**WORK TO COMPLETE**
In the entries below, find the line with "Subject = water reflection" and the line with "Subject = bright sky near horizon". Reproduce those two lines and every line between them exactly, and nothing more.

**Stored data entries**

▬▬▬▬▬▬

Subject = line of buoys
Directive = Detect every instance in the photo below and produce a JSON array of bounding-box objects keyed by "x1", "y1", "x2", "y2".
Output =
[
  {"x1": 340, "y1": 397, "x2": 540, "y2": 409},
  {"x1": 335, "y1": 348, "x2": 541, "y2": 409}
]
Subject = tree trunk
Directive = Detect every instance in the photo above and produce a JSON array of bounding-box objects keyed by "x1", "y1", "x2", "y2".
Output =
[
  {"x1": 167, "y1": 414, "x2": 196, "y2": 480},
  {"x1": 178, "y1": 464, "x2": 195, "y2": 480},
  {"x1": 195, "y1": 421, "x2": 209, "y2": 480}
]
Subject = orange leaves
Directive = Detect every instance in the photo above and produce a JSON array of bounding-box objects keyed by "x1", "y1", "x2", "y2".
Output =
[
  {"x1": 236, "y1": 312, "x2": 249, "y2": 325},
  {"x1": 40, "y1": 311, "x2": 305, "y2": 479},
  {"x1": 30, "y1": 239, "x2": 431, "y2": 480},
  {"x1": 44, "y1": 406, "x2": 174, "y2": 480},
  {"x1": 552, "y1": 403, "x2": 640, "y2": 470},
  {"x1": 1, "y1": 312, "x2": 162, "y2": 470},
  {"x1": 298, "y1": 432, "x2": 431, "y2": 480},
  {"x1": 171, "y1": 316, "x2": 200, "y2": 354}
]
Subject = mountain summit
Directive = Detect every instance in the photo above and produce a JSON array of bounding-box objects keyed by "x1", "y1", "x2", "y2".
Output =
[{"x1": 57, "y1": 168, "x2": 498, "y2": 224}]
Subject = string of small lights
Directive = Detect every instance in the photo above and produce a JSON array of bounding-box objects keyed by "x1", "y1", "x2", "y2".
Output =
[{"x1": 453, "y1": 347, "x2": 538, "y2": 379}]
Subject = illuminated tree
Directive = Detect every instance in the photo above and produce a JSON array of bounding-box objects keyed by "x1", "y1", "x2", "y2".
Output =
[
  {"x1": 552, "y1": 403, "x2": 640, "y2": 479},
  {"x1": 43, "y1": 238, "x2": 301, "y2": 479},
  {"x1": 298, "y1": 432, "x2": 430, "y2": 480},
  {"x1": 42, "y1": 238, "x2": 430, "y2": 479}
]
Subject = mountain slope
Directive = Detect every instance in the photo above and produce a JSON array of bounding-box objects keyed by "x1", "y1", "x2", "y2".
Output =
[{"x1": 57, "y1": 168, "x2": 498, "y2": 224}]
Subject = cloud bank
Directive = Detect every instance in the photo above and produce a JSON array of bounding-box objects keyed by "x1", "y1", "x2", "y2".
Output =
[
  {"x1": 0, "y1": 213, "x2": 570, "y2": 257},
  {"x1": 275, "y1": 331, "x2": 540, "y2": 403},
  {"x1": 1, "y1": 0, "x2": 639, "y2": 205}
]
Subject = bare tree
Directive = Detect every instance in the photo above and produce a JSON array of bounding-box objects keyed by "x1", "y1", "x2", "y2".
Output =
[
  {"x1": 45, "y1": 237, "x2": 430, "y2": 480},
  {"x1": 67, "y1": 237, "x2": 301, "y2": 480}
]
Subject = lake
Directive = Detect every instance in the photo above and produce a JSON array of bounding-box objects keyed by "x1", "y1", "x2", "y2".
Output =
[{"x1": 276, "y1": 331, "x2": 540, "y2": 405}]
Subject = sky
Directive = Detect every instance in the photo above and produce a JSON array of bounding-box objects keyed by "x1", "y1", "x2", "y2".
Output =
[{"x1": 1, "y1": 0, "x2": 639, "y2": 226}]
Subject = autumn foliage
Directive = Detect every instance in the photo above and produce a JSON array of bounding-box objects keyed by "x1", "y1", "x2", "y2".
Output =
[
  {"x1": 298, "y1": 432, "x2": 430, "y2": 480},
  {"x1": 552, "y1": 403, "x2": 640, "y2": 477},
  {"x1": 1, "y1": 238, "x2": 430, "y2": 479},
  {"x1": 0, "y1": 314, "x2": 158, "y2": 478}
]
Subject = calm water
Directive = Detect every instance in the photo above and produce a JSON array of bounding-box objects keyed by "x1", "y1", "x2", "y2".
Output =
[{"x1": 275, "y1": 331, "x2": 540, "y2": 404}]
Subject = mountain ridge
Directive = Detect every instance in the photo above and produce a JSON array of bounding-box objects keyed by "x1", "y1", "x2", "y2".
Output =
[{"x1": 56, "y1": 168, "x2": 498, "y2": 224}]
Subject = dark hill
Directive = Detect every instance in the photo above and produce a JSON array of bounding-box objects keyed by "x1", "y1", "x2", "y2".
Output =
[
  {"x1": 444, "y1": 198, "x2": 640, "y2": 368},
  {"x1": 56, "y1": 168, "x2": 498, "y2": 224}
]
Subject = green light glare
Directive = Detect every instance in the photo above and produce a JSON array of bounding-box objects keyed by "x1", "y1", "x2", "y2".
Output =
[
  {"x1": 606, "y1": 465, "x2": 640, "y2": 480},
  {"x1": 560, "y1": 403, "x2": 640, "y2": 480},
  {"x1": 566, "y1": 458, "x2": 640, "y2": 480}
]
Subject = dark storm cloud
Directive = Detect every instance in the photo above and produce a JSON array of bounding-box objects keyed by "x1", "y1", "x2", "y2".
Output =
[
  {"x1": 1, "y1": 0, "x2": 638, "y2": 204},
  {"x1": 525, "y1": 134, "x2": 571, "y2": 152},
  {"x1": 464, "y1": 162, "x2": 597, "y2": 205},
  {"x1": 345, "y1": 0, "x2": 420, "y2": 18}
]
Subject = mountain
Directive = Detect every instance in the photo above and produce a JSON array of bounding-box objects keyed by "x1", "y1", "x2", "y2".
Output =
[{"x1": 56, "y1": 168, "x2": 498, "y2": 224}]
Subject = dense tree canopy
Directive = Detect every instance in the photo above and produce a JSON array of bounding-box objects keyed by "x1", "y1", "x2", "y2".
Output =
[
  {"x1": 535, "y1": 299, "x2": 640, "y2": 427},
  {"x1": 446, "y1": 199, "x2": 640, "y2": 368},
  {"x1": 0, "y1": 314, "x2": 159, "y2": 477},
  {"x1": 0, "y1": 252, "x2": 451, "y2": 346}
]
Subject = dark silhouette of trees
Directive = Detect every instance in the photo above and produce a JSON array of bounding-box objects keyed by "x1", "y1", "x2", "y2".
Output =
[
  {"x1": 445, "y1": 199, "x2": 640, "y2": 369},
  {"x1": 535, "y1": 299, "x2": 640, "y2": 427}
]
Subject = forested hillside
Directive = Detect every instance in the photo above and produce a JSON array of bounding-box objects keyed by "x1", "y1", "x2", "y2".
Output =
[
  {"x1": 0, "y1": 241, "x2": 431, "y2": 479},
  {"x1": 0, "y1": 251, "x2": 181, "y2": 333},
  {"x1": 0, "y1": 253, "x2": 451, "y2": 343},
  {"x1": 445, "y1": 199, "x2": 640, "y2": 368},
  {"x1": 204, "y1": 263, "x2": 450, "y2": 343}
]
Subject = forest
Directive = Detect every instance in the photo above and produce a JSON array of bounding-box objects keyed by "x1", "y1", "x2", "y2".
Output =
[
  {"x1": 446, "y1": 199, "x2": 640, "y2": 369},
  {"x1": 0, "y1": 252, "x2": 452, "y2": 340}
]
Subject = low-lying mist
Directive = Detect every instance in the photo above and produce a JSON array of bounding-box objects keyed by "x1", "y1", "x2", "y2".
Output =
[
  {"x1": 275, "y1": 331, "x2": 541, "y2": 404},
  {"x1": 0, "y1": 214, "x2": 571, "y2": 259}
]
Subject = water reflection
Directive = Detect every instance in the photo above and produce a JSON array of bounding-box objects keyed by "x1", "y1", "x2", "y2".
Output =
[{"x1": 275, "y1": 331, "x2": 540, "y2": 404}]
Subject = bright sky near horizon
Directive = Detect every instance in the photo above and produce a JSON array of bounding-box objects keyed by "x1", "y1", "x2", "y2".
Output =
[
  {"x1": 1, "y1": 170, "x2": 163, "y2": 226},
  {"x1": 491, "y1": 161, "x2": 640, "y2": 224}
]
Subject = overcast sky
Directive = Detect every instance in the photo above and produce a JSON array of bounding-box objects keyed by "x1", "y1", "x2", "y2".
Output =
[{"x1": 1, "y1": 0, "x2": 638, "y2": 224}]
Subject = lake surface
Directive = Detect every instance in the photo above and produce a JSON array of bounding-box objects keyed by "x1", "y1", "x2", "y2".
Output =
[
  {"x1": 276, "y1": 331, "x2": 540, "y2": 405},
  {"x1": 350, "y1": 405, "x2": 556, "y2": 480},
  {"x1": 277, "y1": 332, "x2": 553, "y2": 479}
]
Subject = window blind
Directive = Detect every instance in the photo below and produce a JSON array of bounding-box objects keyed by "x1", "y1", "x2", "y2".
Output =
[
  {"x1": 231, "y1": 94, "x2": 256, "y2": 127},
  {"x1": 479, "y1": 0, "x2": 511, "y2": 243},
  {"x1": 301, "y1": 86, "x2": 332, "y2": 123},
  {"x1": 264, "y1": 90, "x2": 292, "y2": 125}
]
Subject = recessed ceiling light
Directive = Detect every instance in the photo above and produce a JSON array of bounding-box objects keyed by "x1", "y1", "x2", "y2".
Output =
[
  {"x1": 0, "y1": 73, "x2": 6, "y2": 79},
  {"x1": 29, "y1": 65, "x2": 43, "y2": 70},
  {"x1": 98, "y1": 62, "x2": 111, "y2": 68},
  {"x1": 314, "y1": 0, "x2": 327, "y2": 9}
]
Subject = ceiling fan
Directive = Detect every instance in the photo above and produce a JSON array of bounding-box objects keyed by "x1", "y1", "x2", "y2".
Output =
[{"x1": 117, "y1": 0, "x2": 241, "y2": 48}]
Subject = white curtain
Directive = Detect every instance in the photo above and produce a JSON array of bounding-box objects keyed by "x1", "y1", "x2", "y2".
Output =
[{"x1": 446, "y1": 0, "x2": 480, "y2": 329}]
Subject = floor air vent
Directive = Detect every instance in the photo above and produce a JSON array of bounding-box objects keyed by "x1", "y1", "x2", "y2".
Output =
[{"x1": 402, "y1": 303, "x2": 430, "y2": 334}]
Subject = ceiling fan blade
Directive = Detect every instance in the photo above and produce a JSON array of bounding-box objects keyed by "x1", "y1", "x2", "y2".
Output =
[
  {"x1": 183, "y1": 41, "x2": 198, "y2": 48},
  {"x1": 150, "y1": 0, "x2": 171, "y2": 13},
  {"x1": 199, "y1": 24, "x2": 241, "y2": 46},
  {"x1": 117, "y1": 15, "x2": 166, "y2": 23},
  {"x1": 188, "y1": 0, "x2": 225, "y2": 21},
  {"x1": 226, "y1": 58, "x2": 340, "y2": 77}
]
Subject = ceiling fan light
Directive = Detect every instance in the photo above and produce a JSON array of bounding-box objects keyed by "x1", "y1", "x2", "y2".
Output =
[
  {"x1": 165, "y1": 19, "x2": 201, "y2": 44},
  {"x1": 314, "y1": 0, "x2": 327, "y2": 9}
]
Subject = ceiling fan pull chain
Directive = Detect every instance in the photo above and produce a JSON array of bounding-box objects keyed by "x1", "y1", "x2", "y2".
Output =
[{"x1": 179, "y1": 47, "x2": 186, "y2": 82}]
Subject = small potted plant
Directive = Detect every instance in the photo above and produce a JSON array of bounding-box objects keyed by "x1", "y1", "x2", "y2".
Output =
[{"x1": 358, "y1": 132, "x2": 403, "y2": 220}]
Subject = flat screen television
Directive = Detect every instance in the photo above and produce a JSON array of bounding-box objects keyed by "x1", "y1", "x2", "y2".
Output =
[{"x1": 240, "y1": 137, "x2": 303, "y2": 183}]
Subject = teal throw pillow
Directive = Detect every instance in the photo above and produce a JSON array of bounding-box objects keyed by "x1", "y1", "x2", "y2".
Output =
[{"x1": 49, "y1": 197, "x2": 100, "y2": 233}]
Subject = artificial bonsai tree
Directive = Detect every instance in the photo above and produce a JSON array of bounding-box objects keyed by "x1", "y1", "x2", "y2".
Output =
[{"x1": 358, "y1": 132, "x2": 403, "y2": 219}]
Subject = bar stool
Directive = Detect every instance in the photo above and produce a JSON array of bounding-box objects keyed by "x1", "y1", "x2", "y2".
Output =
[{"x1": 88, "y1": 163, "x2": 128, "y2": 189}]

▬▬▬▬▬▬

**RESULT OF THE EXERCISE**
Subject = water reflection
Directive = Detect every instance in the photo above and produce a JSON array of bounding-box objects keyed by "x1", "y1", "x2", "y2".
Output =
[{"x1": 275, "y1": 331, "x2": 540, "y2": 404}]
Subject = bright sky near horizon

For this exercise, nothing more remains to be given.